YOUR INSTRUCTIONS: Reproduce, word for word, every line starting at the line that contains "like point(571, 82)." and ending with the final line of the entries.

[Data extracted from a collection]

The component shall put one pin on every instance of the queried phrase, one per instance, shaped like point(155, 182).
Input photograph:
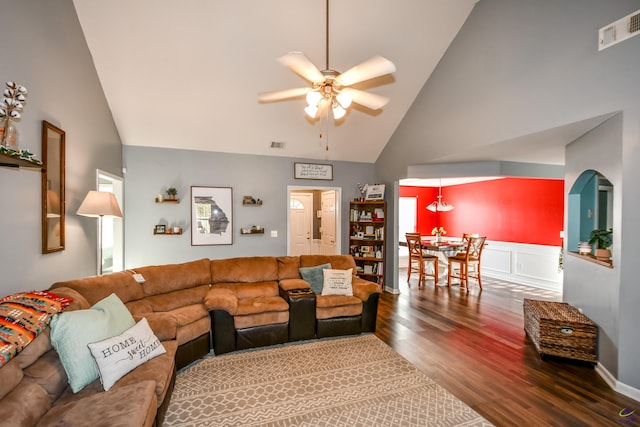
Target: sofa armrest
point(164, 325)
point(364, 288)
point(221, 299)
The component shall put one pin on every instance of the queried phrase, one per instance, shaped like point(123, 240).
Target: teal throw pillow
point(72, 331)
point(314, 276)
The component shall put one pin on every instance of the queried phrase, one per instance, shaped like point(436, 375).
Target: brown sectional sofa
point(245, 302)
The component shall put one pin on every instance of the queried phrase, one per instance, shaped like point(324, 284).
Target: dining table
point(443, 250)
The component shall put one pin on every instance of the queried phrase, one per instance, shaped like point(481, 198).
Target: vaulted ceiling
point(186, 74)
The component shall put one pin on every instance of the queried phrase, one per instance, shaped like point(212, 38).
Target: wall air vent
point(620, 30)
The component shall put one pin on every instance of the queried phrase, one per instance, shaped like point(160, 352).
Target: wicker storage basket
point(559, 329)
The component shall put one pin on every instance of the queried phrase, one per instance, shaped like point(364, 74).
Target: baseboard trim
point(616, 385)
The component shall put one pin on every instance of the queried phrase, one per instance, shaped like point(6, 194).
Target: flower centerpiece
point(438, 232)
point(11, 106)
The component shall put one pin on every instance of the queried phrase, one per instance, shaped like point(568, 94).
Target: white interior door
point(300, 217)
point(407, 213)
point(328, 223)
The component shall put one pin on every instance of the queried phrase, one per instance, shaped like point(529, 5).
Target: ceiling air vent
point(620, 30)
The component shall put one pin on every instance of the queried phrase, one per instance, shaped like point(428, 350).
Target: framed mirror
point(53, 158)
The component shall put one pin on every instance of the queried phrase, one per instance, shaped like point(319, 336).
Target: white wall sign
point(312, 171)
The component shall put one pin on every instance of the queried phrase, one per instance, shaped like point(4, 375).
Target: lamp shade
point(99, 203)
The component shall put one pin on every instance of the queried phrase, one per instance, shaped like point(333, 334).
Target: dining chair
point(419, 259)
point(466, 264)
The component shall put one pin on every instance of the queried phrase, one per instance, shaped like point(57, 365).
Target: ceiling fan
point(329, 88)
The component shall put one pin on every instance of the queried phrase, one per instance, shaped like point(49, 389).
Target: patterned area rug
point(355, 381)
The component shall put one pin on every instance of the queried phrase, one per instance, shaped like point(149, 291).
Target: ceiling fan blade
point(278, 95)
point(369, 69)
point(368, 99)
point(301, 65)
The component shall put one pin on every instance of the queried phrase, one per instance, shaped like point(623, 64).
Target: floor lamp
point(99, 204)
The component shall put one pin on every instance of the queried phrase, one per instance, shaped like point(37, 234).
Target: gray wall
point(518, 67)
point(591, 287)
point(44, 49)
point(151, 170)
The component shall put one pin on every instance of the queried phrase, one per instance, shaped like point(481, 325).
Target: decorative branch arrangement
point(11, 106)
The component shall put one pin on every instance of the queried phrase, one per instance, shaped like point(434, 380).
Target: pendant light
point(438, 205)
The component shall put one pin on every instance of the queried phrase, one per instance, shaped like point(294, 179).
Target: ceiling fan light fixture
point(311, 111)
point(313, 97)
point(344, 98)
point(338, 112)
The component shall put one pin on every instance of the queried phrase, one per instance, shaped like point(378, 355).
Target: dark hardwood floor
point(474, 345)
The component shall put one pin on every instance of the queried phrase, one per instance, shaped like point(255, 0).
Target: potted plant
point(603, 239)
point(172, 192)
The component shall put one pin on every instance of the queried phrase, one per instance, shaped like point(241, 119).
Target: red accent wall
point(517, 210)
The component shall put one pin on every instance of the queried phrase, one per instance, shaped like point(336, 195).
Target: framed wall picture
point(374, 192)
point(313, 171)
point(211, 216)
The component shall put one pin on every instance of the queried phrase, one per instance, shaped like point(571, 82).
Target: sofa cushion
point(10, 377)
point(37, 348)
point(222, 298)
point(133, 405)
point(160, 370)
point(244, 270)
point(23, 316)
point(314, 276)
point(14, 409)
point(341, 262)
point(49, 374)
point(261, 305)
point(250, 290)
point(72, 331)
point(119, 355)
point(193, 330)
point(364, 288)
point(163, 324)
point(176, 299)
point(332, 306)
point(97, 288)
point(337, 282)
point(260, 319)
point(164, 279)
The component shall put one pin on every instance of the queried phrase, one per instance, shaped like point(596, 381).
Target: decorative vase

RESPONSE TO THE TASK:
The component shall put one pin on every instance of the queried phrase, one per instance, shaped like point(571, 82).
Target: sofa cushion
point(10, 377)
point(37, 348)
point(222, 298)
point(133, 405)
point(160, 370)
point(244, 270)
point(23, 316)
point(314, 276)
point(14, 409)
point(341, 262)
point(49, 374)
point(261, 305)
point(250, 290)
point(72, 331)
point(119, 355)
point(193, 330)
point(364, 288)
point(163, 324)
point(176, 299)
point(332, 306)
point(97, 288)
point(337, 282)
point(260, 319)
point(164, 279)
The component shall put one pin on every instance of the queried phrase, one per instance, shaped like point(596, 381).
Target: decorative vase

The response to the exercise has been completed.